──────── Dataset records ────────
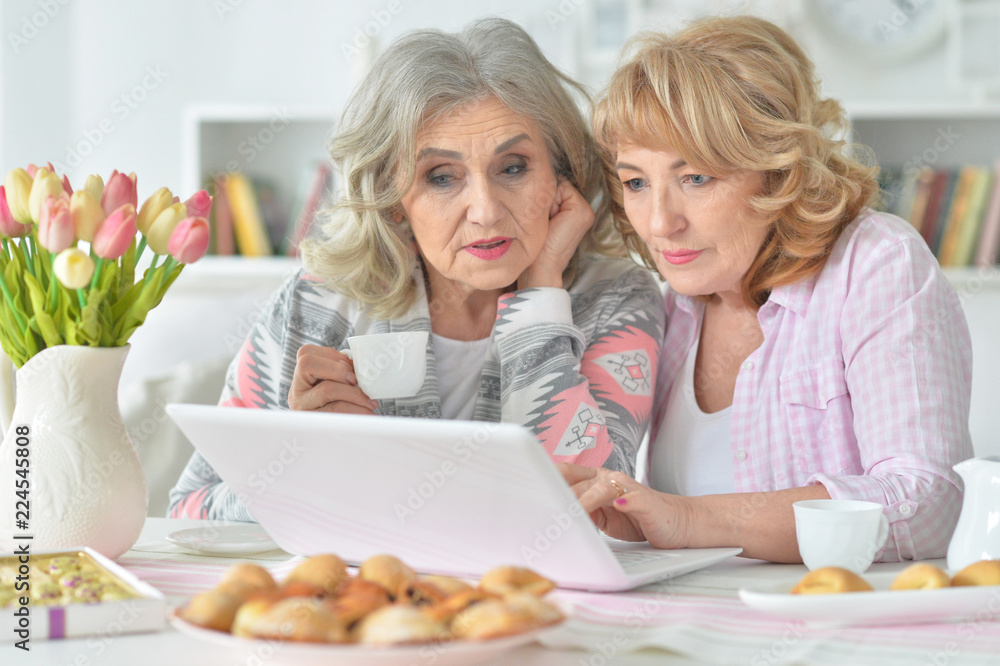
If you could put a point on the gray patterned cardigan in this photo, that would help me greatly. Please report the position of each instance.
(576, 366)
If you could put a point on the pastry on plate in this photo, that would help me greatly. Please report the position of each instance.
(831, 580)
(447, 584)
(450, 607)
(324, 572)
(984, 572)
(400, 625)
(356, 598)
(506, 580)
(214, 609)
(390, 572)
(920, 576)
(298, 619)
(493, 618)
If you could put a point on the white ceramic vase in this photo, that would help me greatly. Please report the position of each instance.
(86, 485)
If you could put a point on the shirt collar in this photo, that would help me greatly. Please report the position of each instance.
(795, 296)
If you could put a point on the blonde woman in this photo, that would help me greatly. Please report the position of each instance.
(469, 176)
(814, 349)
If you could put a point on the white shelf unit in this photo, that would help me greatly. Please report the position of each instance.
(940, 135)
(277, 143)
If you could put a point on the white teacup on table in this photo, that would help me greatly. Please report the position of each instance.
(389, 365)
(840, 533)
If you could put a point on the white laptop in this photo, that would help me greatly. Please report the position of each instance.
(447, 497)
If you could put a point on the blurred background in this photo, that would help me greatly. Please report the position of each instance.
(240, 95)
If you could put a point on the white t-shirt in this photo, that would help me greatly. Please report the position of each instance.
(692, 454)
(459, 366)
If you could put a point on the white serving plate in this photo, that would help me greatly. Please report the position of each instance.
────────
= Requirement =
Copy out all the data exactly; skip the pictures.

= Exercise result =
If you could put a point on the gray patterned cardigan in this photo, that would help me greatly. Please report the position of each instance.
(576, 366)
If you could put a point on the pastry on plate in this photo, that would help me greatly. Please report the position of each instance.
(831, 580)
(447, 584)
(450, 607)
(324, 572)
(984, 572)
(400, 625)
(356, 598)
(506, 580)
(214, 609)
(390, 572)
(920, 576)
(298, 619)
(493, 618)
If you could put a point on the white ceramic vase in this photo, that would help me greatly. Please report the position of each instance.
(86, 485)
If you could put a point on the shirt collar in this photo, that would help me greatly. Please report the position of each instance.
(795, 296)
If you could put a point on the blonde woman in this photo, that would help me greatly. Please report the position of each instance.
(469, 176)
(814, 349)
If you could put a point on the white shelf unit in this photo, that would help me greatly. Please report the position of each instance.
(940, 135)
(277, 143)
If you could put a point on the white teacup on table in this photo, that would help me greatly. Please report the position of each instance.
(389, 365)
(840, 533)
If you could put a point on the white laptop in this photo, that would help me greatly. Please report the position of each instance.
(447, 497)
If you could put a point on the blurred background in this photo, that would help me greatly. Please report the position of each instance.
(240, 95)
If you could put a point on the white t-shirt in this photo, that would help me greatly. Please report the position of each instance.
(692, 454)
(459, 366)
If you could put a point on the white serving plate in this photo, that would help me greatly. Please report the position of each instance.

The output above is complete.